Instructions for the task:
Filter the records for lines holding the string "graduate".

[Referring expression pointing data]
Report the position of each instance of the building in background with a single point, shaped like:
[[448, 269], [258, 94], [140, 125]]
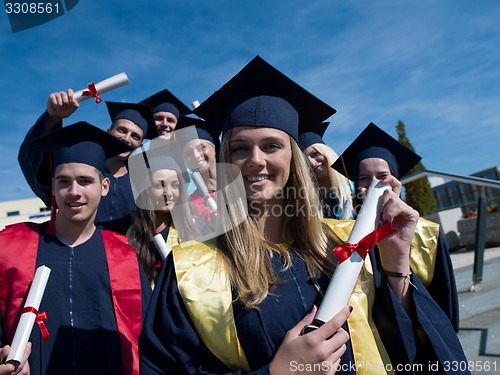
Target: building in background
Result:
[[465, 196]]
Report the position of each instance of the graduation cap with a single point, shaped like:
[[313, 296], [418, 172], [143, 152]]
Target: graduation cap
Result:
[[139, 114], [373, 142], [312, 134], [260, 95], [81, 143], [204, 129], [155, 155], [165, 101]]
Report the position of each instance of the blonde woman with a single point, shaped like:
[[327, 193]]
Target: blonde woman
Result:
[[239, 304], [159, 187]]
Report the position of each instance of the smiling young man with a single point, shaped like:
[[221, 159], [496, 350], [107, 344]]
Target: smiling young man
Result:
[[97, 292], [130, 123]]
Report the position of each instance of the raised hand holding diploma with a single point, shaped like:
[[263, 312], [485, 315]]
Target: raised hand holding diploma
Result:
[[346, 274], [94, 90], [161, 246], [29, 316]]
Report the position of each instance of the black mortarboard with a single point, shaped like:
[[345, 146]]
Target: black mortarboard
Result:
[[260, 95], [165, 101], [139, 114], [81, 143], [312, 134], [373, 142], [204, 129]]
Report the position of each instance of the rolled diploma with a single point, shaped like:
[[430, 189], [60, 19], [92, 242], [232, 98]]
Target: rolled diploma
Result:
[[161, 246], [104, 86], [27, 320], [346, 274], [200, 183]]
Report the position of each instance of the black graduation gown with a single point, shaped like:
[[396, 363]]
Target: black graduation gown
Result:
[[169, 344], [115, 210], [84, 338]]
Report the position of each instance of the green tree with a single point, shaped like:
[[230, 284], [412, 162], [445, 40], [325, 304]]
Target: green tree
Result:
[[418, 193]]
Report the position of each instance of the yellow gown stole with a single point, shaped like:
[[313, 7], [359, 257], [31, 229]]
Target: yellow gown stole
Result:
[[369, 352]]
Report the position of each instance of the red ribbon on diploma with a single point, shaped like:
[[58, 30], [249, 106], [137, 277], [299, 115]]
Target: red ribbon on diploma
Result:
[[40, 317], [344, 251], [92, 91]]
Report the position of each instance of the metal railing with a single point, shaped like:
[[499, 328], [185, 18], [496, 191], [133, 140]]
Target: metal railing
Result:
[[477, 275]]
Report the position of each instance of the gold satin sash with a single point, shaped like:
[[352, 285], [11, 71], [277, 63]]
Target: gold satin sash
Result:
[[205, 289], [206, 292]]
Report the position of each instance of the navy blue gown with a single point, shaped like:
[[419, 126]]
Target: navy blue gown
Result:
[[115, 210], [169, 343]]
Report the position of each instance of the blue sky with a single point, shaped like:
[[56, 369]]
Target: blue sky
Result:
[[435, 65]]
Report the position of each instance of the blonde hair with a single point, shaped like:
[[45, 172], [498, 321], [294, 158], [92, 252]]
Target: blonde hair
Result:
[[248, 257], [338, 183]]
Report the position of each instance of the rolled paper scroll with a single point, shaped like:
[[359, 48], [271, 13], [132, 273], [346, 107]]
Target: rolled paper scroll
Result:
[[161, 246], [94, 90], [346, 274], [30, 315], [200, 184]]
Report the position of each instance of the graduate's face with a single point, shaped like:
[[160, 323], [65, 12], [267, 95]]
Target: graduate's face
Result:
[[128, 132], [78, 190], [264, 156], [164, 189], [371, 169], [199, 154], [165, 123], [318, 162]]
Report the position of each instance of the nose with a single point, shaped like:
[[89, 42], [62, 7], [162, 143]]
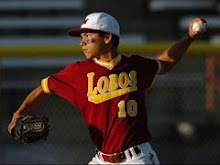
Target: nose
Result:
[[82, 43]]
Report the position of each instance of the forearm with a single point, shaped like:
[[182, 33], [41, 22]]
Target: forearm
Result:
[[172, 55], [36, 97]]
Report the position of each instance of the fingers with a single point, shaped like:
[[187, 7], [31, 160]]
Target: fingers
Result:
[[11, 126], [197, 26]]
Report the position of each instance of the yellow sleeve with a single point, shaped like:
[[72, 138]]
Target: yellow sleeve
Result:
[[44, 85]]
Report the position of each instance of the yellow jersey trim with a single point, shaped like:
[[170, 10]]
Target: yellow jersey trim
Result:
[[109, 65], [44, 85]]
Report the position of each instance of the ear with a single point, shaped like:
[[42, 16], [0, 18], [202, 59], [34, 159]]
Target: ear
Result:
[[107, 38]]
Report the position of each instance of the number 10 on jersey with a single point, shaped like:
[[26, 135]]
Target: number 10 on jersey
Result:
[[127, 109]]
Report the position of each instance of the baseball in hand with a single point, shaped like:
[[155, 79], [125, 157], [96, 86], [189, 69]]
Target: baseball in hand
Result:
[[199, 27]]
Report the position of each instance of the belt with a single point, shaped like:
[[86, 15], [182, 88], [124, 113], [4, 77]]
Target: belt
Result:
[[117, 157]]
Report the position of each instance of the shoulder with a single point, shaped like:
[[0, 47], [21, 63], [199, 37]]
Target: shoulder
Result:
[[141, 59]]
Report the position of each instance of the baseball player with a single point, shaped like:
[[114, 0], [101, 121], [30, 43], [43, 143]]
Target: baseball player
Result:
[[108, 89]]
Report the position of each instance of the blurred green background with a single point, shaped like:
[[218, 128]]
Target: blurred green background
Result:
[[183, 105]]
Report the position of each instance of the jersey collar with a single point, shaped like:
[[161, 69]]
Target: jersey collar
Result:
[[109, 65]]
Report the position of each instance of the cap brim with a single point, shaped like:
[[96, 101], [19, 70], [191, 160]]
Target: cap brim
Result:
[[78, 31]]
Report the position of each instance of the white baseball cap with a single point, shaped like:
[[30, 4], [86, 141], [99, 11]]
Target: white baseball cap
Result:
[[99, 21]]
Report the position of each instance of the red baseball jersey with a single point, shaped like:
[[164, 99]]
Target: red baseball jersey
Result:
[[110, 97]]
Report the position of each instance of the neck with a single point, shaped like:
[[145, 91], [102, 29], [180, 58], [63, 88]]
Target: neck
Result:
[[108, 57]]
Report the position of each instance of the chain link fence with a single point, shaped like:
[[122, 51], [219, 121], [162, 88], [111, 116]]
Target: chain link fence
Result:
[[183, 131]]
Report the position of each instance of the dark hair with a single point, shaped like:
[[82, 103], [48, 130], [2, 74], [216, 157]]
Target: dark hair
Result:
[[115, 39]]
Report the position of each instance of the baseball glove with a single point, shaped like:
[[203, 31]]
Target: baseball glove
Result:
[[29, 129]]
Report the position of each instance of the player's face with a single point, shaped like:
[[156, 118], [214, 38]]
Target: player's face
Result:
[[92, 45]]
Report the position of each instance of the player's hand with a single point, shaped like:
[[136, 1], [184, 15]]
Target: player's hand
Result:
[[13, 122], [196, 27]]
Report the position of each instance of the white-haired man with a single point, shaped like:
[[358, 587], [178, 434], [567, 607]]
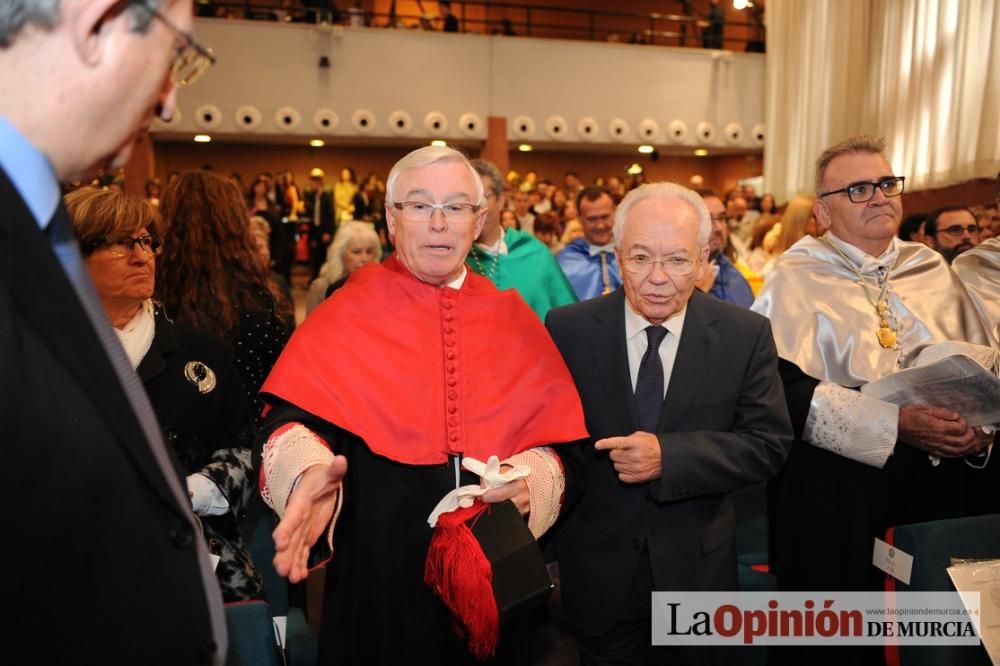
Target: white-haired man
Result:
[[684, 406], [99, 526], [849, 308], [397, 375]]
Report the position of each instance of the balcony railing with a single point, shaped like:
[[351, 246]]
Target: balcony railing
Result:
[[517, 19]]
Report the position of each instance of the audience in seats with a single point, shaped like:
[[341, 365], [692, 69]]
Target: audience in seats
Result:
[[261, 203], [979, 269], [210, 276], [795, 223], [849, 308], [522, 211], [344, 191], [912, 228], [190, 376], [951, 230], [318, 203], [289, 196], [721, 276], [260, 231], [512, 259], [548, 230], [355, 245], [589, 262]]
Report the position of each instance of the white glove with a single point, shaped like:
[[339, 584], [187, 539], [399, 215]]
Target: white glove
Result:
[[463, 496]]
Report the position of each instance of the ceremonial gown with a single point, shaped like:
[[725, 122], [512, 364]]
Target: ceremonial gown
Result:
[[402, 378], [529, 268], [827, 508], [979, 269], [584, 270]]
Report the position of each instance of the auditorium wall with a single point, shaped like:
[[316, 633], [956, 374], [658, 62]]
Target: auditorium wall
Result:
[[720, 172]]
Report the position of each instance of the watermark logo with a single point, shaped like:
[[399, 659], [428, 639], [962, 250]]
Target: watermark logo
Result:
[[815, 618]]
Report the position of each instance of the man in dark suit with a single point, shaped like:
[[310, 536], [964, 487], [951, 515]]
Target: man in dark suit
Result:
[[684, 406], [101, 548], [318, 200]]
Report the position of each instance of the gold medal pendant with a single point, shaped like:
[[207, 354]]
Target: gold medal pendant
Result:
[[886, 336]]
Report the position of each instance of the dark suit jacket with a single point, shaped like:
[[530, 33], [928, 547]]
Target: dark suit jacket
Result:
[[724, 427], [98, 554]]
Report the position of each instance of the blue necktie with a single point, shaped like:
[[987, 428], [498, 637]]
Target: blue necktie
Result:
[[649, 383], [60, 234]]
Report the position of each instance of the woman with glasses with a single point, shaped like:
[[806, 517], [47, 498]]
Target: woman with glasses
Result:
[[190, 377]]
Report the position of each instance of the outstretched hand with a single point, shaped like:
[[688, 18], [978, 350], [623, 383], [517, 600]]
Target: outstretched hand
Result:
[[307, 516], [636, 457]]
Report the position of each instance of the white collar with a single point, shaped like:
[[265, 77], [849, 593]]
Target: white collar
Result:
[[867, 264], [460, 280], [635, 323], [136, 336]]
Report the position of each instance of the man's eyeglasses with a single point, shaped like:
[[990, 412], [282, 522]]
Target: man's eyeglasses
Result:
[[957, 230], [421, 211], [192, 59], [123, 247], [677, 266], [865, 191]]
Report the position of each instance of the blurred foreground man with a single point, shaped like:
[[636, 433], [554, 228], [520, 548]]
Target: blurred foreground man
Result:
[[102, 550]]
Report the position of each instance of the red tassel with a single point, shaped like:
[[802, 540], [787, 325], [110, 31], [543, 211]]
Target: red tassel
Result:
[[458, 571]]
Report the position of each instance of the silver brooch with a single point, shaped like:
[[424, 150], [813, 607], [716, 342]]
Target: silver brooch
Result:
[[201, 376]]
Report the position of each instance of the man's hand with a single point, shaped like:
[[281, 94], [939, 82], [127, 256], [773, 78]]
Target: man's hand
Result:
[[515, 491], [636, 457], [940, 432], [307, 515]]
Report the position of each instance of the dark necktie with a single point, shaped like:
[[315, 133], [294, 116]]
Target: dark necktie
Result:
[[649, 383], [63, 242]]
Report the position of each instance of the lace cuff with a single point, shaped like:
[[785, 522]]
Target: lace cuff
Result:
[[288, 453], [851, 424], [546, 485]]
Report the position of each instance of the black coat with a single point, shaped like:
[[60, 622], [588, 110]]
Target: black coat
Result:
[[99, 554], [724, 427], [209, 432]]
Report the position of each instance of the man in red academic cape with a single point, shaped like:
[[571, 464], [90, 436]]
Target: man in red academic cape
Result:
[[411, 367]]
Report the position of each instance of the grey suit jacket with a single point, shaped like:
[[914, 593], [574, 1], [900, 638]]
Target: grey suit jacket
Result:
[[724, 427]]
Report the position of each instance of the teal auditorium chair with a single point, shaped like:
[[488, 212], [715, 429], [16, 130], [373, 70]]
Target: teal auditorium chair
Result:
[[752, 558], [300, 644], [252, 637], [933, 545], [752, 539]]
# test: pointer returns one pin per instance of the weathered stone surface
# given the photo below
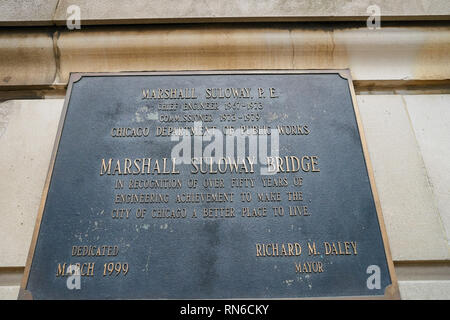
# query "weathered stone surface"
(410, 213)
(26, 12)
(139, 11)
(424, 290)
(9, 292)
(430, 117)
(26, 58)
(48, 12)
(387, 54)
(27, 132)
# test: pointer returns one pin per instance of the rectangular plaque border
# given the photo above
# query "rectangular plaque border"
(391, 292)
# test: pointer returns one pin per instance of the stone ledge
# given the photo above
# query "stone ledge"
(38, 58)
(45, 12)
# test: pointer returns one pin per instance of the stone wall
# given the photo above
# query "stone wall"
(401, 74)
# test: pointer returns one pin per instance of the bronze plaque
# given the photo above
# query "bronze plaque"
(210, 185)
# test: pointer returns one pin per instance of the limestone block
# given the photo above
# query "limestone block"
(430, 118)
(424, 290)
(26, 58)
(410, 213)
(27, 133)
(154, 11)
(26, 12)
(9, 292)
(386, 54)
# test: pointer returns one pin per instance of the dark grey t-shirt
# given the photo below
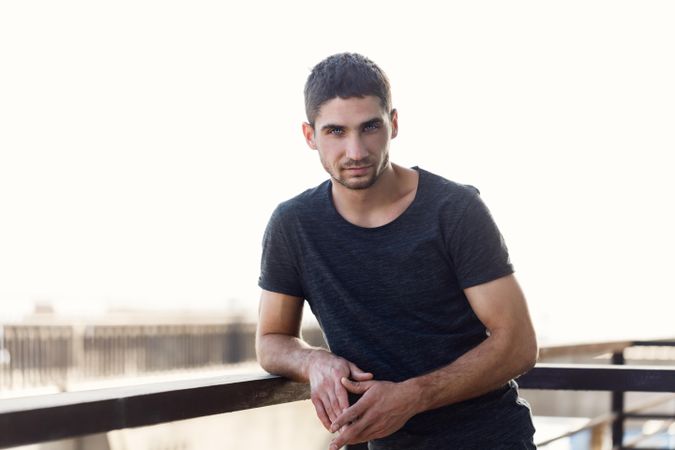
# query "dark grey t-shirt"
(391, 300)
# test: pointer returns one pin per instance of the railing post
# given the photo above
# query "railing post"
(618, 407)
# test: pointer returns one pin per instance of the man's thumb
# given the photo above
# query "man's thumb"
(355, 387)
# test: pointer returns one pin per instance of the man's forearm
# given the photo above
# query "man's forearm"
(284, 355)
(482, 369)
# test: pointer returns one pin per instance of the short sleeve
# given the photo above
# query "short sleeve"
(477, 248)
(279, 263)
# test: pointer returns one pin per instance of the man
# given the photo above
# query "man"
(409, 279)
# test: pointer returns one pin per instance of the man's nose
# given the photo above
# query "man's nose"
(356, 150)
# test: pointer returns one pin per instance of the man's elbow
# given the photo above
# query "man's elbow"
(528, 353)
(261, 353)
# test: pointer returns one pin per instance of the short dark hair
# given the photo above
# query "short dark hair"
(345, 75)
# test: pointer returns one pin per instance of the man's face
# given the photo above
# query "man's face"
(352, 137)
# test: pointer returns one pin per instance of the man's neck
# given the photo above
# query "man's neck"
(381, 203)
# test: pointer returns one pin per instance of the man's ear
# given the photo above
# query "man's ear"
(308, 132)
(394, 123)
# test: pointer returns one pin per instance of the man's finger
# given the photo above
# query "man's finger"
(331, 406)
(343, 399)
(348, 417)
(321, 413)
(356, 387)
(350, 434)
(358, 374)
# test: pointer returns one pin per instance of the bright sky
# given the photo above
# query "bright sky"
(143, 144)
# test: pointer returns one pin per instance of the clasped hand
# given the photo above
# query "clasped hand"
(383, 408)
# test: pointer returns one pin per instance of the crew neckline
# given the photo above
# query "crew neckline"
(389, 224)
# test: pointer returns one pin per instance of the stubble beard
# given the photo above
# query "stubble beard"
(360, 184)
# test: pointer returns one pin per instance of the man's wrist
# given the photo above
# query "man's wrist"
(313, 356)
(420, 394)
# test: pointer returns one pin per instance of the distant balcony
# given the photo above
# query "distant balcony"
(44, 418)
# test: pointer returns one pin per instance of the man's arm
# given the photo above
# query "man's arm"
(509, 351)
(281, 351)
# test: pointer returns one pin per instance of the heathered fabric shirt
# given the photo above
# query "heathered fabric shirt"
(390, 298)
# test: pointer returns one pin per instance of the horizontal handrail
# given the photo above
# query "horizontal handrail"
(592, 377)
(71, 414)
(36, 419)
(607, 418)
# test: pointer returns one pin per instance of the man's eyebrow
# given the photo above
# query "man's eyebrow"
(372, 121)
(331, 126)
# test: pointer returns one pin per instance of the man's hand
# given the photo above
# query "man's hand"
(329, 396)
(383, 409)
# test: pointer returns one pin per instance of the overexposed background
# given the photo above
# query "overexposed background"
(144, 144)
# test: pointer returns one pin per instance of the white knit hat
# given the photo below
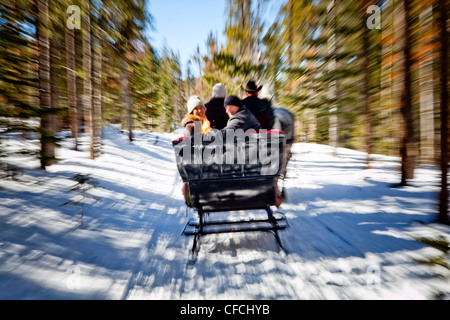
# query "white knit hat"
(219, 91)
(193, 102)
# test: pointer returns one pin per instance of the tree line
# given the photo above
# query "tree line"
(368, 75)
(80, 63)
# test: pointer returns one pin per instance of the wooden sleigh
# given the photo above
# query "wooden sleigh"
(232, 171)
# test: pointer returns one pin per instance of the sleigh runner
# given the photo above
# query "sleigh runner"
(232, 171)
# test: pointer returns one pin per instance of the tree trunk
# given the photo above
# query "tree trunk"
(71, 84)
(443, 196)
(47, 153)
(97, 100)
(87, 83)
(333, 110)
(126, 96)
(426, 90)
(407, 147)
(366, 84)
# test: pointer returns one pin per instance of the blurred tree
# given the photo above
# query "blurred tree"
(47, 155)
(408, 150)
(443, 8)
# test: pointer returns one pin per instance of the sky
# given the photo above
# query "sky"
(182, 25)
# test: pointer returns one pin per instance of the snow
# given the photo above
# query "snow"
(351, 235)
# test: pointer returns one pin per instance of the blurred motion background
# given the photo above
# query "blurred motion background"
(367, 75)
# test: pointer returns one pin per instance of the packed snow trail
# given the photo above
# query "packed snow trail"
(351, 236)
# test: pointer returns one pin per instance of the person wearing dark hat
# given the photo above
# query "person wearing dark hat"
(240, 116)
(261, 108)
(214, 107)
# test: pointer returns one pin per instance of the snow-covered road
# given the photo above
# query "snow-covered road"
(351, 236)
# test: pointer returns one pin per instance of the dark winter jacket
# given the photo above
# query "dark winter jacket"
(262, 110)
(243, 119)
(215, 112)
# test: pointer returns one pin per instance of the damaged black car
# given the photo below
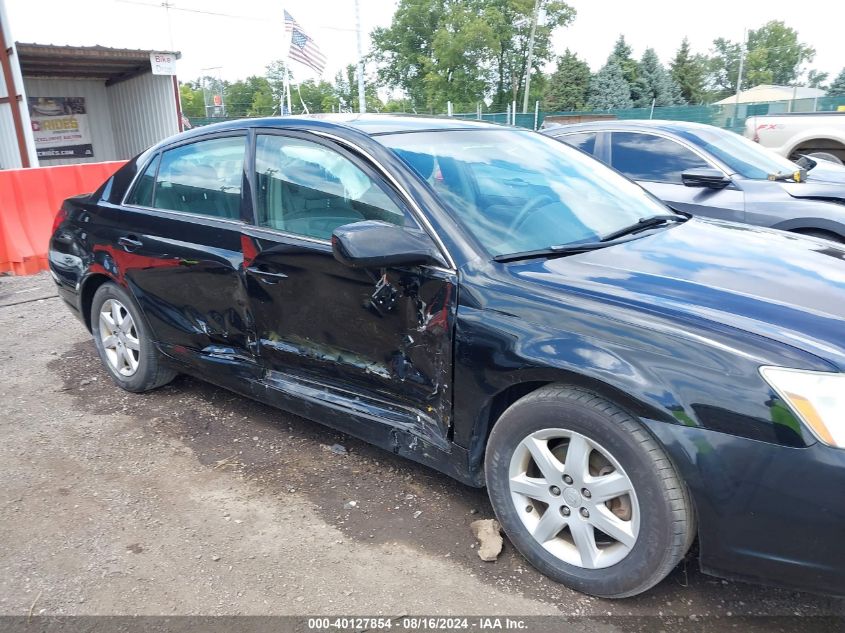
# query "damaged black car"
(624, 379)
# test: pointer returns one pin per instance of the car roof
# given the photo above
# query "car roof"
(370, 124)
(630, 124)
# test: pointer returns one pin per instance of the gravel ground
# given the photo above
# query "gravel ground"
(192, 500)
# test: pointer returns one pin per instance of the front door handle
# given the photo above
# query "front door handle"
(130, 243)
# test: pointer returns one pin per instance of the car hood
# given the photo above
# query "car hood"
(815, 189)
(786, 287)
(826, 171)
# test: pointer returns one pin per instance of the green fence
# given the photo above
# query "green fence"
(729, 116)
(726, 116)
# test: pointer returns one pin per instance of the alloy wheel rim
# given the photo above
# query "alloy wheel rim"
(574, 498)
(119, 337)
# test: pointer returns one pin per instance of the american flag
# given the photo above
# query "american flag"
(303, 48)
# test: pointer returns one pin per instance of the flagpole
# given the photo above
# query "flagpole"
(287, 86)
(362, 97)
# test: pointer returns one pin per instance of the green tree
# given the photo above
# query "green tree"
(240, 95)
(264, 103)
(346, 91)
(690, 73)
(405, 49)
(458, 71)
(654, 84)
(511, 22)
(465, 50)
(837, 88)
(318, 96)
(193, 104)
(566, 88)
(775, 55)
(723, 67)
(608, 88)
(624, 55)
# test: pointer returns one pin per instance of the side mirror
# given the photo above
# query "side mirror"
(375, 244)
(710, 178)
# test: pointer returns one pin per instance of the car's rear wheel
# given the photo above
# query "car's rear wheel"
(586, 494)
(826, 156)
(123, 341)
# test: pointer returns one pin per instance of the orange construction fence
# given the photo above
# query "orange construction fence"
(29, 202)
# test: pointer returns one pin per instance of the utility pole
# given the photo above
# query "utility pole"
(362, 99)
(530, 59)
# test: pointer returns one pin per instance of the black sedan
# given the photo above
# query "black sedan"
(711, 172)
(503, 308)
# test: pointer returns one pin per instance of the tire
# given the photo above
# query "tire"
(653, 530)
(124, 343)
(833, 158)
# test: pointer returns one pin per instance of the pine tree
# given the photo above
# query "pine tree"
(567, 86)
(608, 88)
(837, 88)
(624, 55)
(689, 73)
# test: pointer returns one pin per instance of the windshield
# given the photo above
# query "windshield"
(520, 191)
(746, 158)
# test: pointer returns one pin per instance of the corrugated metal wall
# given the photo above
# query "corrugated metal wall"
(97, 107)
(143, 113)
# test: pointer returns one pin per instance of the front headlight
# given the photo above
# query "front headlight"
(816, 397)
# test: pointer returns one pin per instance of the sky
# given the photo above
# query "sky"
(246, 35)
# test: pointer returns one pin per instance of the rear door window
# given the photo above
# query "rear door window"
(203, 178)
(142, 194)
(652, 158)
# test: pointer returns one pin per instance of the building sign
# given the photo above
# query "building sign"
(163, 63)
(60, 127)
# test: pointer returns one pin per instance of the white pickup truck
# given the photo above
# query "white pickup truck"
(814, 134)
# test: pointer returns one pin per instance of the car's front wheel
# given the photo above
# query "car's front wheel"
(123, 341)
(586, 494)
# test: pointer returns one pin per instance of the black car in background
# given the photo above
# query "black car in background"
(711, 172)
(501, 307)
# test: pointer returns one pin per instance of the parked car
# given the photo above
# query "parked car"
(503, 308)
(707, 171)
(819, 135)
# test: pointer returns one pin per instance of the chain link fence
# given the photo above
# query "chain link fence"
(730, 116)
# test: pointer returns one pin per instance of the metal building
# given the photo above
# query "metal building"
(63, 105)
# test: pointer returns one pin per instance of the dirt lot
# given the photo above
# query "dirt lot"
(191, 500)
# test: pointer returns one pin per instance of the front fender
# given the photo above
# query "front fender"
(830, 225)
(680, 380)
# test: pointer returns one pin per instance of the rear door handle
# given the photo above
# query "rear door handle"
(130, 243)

The completed task:
Report the position of each instance of the graduate's face with a single point, shaped like:
Target: graduate's face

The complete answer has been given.